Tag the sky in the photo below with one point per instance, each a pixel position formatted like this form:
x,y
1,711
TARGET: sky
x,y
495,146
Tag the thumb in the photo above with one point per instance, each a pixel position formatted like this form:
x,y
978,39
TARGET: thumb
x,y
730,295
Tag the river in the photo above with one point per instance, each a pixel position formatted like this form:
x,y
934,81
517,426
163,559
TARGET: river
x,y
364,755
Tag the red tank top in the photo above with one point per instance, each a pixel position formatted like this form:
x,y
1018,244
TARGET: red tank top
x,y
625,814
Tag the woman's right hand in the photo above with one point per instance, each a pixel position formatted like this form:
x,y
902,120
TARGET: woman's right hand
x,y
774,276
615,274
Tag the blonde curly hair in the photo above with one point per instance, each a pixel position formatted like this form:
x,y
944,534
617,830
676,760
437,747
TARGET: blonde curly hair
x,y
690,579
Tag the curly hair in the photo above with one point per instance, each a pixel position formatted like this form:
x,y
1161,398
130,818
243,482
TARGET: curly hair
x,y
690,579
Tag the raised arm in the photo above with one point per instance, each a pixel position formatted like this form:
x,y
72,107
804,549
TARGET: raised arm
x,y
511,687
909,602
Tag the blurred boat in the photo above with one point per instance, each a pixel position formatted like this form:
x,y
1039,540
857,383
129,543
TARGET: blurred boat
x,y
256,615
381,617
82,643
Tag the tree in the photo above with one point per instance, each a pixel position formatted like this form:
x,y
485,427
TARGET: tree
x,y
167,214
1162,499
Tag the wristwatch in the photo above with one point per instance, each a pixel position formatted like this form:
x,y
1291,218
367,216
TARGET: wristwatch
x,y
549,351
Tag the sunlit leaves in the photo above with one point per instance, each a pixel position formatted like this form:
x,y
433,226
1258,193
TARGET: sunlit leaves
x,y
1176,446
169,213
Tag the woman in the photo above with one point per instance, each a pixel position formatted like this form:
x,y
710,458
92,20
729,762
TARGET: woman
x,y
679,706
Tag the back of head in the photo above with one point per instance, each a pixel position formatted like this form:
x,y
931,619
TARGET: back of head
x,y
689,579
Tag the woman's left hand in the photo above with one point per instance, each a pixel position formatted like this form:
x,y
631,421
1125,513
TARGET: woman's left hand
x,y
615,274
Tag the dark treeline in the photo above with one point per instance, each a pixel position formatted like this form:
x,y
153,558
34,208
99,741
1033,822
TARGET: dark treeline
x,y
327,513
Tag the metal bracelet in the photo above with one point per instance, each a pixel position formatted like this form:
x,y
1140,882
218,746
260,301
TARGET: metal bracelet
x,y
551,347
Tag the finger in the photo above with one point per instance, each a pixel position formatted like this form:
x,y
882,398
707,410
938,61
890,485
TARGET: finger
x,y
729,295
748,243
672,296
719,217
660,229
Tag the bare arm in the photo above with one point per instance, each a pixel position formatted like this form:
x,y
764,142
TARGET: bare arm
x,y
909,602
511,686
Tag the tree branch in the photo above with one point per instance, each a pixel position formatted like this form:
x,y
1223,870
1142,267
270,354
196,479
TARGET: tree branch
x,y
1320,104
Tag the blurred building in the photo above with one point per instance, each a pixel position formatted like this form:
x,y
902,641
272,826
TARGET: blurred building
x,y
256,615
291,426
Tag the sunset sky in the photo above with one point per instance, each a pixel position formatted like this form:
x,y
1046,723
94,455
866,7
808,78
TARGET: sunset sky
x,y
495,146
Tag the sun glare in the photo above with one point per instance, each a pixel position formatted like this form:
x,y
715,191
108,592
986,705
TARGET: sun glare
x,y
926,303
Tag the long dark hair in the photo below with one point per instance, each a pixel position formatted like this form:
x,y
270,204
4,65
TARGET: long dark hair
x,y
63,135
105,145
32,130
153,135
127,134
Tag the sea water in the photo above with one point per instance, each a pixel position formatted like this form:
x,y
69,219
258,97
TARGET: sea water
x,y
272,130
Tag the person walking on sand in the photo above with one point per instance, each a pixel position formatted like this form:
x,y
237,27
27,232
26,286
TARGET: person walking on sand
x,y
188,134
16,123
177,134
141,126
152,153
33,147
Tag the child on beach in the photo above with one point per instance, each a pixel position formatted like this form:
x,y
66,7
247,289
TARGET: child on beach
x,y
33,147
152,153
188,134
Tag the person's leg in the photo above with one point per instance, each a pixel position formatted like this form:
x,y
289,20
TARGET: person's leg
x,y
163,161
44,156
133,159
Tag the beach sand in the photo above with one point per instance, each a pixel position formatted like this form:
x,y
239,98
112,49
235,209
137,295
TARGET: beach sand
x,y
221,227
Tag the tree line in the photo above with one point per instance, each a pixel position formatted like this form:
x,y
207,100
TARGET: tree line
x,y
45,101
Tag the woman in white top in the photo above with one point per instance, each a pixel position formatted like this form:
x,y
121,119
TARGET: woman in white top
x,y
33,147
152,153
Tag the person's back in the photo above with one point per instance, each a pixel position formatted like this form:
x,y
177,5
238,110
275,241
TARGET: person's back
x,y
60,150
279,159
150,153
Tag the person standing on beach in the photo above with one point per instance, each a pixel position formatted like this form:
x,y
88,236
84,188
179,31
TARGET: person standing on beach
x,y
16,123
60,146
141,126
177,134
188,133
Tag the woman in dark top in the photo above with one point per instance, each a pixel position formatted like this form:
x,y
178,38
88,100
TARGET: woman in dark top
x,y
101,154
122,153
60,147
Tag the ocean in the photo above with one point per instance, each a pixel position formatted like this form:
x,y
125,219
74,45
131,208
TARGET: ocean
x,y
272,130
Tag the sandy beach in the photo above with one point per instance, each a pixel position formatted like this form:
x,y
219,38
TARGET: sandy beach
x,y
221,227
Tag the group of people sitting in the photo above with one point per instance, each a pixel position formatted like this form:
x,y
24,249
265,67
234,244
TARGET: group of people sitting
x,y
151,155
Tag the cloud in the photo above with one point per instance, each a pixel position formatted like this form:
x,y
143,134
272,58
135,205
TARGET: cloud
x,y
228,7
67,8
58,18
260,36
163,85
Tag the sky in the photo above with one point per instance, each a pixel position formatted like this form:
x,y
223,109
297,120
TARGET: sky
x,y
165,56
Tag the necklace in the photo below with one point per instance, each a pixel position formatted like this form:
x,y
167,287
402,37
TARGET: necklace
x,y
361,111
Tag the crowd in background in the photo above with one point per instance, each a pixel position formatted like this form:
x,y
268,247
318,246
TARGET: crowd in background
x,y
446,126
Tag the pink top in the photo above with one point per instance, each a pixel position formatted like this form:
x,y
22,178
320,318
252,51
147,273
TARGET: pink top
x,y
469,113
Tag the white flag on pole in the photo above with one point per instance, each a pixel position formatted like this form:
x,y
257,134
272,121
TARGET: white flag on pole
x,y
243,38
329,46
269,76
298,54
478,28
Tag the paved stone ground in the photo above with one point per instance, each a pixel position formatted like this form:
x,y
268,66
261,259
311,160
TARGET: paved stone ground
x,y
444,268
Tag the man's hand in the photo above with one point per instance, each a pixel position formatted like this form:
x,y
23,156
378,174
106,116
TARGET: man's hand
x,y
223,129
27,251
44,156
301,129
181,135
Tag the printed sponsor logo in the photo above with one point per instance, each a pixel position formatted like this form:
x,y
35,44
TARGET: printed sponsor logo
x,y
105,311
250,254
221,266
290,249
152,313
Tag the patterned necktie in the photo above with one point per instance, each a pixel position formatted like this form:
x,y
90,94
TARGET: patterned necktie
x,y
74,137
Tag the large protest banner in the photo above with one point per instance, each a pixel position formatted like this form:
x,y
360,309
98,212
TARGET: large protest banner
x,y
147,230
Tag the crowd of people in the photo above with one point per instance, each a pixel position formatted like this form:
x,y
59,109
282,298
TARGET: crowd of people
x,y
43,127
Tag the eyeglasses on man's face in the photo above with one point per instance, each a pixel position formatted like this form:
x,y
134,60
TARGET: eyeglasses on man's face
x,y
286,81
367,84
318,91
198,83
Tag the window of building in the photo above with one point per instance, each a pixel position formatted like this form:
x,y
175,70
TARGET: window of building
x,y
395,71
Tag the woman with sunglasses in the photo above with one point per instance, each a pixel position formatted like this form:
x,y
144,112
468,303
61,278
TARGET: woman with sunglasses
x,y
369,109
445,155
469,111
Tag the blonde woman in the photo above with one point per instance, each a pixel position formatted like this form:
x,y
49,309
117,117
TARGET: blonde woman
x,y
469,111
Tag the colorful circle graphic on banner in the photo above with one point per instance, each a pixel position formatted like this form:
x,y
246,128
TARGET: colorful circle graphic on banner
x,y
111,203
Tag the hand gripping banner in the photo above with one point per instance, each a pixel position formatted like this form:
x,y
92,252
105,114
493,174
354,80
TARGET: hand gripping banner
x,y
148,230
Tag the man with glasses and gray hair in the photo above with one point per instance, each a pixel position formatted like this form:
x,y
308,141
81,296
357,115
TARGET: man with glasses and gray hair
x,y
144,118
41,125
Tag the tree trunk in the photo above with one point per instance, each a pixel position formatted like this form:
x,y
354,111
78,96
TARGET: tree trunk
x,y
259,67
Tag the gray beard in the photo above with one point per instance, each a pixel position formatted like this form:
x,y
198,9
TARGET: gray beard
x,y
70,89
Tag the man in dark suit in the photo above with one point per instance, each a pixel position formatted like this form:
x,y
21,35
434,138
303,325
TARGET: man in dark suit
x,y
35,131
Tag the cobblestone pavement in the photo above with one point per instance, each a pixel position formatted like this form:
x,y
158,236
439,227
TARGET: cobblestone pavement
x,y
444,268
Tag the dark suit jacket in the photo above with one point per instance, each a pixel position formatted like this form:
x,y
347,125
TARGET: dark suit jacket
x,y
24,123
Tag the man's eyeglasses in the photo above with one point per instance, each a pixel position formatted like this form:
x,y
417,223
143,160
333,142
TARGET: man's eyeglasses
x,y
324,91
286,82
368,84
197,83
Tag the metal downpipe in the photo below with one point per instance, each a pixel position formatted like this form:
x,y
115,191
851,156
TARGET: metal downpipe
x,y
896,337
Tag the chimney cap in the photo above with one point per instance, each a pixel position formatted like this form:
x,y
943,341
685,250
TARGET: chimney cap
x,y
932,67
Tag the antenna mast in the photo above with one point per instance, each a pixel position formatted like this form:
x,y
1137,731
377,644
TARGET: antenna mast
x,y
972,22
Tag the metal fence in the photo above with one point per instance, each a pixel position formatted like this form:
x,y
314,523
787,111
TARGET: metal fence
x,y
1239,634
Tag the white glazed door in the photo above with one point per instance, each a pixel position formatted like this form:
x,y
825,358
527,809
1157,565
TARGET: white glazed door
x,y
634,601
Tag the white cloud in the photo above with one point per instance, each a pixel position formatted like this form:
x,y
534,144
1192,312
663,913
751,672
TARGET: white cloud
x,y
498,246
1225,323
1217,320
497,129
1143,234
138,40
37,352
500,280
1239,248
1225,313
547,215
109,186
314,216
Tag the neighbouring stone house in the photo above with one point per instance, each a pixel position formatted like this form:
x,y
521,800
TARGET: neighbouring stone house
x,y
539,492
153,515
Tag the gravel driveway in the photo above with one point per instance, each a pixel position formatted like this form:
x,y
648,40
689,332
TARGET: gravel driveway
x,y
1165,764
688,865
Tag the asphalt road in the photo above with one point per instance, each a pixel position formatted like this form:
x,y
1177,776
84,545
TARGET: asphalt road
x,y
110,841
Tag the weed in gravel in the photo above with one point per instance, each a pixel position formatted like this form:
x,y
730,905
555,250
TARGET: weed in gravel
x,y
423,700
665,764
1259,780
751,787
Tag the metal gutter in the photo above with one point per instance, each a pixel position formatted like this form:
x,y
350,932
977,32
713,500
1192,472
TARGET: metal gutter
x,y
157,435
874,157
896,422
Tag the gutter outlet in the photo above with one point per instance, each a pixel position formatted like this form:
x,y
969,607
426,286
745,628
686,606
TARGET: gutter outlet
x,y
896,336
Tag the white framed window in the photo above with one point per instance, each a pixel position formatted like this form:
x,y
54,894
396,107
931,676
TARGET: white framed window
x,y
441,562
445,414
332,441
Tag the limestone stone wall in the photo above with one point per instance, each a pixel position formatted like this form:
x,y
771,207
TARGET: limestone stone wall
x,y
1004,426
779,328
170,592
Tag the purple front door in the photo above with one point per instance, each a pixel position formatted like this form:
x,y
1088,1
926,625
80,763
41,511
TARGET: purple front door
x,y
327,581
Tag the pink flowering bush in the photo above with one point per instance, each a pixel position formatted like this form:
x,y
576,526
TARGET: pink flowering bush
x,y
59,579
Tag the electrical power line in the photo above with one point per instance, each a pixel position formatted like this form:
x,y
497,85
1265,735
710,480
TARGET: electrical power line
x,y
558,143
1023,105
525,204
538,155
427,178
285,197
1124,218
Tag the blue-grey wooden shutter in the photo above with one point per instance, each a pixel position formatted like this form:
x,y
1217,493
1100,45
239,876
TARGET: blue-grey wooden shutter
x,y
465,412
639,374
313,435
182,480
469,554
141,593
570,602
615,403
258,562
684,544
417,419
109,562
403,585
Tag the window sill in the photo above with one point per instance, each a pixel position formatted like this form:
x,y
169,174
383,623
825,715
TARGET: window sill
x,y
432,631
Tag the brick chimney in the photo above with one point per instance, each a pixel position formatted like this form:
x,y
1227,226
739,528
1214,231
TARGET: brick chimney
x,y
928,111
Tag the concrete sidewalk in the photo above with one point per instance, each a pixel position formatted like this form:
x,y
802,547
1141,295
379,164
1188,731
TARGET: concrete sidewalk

........

● **WHAT THE TASK ASKS**
Quote the lines of the listing above that run from the line with "Tag the electrical" through its last line, both included, and nothing else.

● **SOLUTION TO THIS EXERCISE**
Tag the electrical power line in the photo above with one point per instance, each a pixel position formatted like this form:
x,y
497,85
1265,735
710,480
TARGET: electrical power line
x,y
558,143
1023,105
525,204
538,155
427,178
285,197
1124,218
Tag the blue-grey wooden shutter in the photo above with one point per instance, each a pixel position formatted like this form:
x,y
1217,493
1100,45
239,876
TARGET: blue-grey wooden shutter
x,y
465,412
639,374
313,435
182,480
469,554
141,593
570,602
615,403
258,562
684,544
417,419
109,562
403,585
Tag the window sill in the photo above with one point per instance, each a pixel position formatted like this form:
x,y
169,174
383,623
825,715
TARGET: window sill
x,y
432,631
Tag the brick chimney in the photo above with one point per instance, each a pixel position formatted like this form:
x,y
1227,226
739,528
1214,231
TARGET: brick chimney
x,y
928,111
Tag the concrete sidewalk in the photo above with one point per instance, each a pixel position formatted like this form:
x,y
802,547
1141,295
379,164
1188,731
TARGET: concrete sidewalk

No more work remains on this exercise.